■ **Exercise task A**: In the page excerpt, what p-value does the likelihood ratio test return for cointegrating rank r = 4?
:: Page excerpt
The H* test results indicate that the test fails to reject r = 3 cointegrating rank at the 5% significance level, but not at the 10% level at which r = 4 would fail to reject (see p-values in column 5). By comparison, the H1 test strongly fails to reject r = 4 cointegrating rank at the 5% level. Therefore, it appears as if r = 4 cointegrating relations is reasonable.

Using r = 4 as the cointegrating rank, determine which of the two models better describes the data by using two likelihood-ratio-based testing approaches.

The first approach performs a likelihood ratio test using the lratiotest function in which the H* model is the unrestricted model and the H1 model is the restricted model with r restrictions. The resulting test statistic is asymptotically $\chi^2(r)$, see [8] p. 342.

To use lratiotest, extract the loglikelihood values from the estimated H* and H1 models returned by jcitest for cointegrating rank r = 4, and then perform a likelihood ratio test.

r = 4;                   % Cointegrating rank
uLogL = mleHstar.r4.rLL; % Loglikelihood of the unrestricted H* model for r = 4
rLogL = mleH1.r4.rLL;    % Loglikelihood of the restricted H1 model for r = 4

[h,pValue,stat,cValue] = lratiotest(uLogL, rLogL, r)
h =

  logical

   0


pValue =

    0.9618


stat =

    0.6111


cValue =

    9.4877

The test fails to reject the restricted H1 model.
::::
■ **Exercise task B**: Arrange the listing's lines as a numbered list, starting from the line with "Find the trailer" and running through the end of the listing, both ends included, with blank lines left out.
:: Items
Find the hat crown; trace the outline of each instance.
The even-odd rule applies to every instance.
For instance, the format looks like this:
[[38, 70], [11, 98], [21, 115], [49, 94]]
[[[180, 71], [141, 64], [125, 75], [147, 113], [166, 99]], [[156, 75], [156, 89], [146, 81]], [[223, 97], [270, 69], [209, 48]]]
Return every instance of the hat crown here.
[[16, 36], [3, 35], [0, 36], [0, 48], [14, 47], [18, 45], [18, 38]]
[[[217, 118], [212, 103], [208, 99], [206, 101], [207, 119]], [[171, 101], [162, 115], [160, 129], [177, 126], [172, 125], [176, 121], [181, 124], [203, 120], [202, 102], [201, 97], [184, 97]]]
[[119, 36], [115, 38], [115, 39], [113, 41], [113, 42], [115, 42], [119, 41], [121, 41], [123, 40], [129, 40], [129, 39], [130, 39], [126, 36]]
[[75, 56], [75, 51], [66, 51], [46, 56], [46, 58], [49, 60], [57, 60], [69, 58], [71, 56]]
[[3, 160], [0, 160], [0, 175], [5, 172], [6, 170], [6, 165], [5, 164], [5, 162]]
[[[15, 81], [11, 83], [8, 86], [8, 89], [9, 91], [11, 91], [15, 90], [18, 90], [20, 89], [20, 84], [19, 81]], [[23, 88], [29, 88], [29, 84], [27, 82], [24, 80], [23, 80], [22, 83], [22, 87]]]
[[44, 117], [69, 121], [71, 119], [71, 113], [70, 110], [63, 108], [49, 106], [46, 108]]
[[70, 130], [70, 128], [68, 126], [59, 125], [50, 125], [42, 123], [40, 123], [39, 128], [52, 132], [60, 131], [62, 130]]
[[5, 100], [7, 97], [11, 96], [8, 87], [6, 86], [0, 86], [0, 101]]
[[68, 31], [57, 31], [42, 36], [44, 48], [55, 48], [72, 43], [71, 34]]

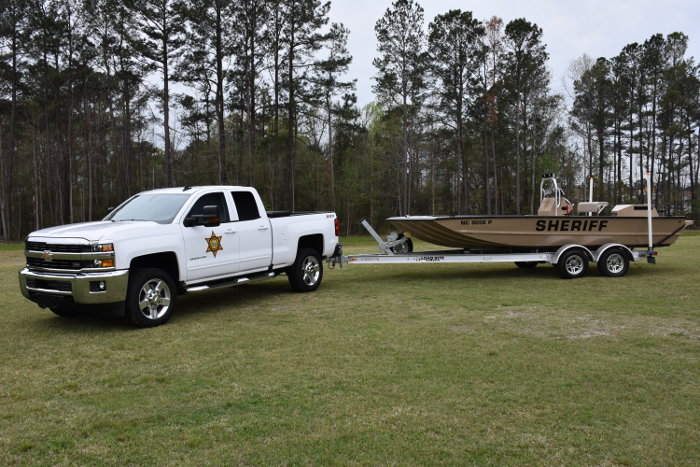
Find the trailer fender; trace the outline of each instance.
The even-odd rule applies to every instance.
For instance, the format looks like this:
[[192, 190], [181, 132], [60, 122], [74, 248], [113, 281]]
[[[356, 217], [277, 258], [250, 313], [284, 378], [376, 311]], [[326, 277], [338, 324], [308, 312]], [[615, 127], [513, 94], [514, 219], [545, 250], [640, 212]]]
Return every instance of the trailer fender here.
::::
■ **Full answer A**: 0.9618

■ **Full answer B**:
1. Find the trailer fender; trace the outline of each instance.
2. The even-odd rule applies to every instance.
3. For instance, the format looks like this:
4. [[192, 190], [181, 132], [60, 122], [74, 248], [113, 281]]
5. [[[356, 217], [277, 258], [250, 313], [284, 378], [376, 311]], [[326, 277], [338, 324], [308, 312]], [[615, 127], [513, 94], [514, 219], [545, 250], [640, 212]]]
6. Return every instance of the trailer fender here.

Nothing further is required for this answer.